**Set exercise A**
Using the HTCondor high availability message below, state whether each statement agrees with it, answering yes or no and quoting the words of the message that decide it.
(i) After the suggested change, Master2 reports that it cannot fetch ads from master1.
(ii) The segmentation fault occurs when condor_q is run on master2.
(iii) The high availability documentation describes how to secure the daemons through authentication.

-- BEGIN Page extract --

[Date Prev][Date Next][Thread Prev][Thread Next][Date Index][Thread Index]

Re: [HTCondor-users] HTCondor high availability



Hi Thomas,

I tried to set the variable as you suggested, to no avail. Master2 now says
it can't connect to master1 ("Failed to fetch ads")

The documentation states that you would have to include FS_REMOTE into the
allowed methods, so I did:

FS_REMOTE_DIR = /clients/condor/sec
SEC_DEFAULT_AUTHENTICATION_METHODS = KERBEROS, FS, FS_REMOTE

This had the effect that now on master1 condor_q produces a segmentation
fault with the same error message as in my last mail, except only mentioning
Kerberos as the method tried out....

What I don't understand is why the documentation about high availability
doesn't mention anything about securing the daemons via authentication when
using the configs described there.

Kind regards
Christian

-----Ursprüngliche Nachricht-----
Von: HTCondor-users <htcondor-users-bounces@xxxxxxxxxxx> Im Auftrag von
Thomas Hartmann
Gesendet: Donnerstag, 8. Oktober 2020 13:50
An: HTCondor-Users Mail List <htcondor-users@xxxxxxxxxxx>
Betreff: Re: [HTCondor-users] HTCondor high availability

Hi Christian,

my first gues would be, that the scheds on both machines want to
authenticate each other. The daemons on the same node do this normally by
writing/rading a file under /tmp, but to authz daemons over different nodes,
you need to secure these.

-- END Page extract --
-- BEGIN Input records --

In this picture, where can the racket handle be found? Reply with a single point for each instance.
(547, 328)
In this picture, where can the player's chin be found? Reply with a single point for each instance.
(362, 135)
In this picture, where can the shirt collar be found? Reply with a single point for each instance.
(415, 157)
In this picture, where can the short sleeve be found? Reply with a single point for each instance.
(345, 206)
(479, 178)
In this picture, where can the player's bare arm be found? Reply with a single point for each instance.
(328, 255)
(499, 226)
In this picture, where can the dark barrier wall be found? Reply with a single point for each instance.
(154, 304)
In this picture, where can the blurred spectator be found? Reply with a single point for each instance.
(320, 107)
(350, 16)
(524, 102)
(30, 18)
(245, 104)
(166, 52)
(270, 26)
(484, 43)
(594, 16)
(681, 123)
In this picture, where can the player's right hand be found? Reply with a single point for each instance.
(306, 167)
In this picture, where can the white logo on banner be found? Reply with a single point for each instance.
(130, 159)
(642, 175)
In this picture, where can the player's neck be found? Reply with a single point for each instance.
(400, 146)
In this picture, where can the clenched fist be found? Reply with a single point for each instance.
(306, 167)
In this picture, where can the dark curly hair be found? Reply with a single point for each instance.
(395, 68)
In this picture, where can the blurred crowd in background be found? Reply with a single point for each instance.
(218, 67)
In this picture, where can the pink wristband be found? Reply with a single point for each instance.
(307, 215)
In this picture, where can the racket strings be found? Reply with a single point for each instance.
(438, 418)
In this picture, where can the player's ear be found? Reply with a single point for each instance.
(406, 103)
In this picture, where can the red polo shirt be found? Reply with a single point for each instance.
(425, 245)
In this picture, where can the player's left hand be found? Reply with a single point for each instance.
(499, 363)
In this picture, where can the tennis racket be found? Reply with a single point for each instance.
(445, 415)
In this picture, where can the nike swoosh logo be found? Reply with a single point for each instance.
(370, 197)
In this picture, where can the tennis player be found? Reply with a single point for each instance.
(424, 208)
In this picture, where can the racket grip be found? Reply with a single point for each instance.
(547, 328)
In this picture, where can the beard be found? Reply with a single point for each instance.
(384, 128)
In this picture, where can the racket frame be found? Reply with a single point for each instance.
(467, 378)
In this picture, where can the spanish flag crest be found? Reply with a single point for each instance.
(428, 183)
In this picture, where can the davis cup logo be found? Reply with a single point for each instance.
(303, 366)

-- END Input records --
-- BEGIN Input records --

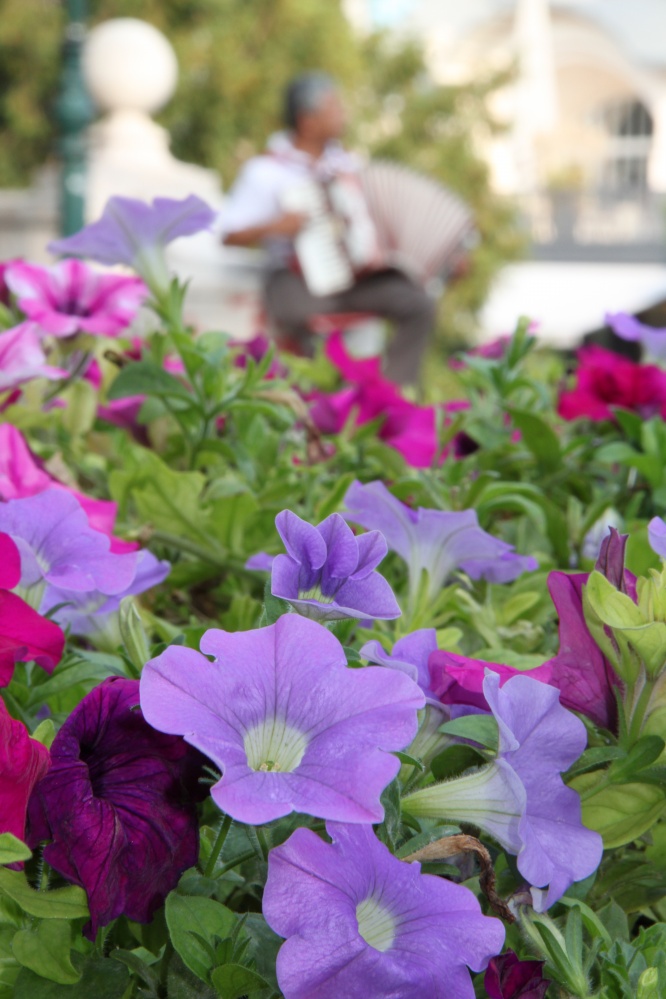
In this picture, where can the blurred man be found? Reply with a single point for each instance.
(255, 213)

-- END Input records --
-- BEGIN Input records --

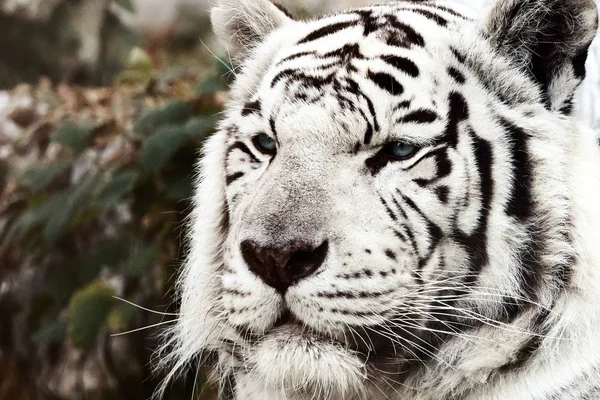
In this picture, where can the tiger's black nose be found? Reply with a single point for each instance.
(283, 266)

-- END Input records --

**Set exercise B**
Find every line in the listing above that contains the word "logo", and copy each one. Case counts.

**Right answer A**
(i) Yes: "Failed to fetch ads"
(ii) No: "now on master1 condor_q produces a segmentation"
(iii) No: "doesn't mention anything about securing the daemons via authentication"

**Right answer B**
In this picture, where can the white logo on banner be found? Reply with a single point for each instance.
In this picture, where can the nike swoosh logo be found? Reply with a single point for each instance.
In this picture, where can the davis cup logo be found? Reply with a single point for each instance.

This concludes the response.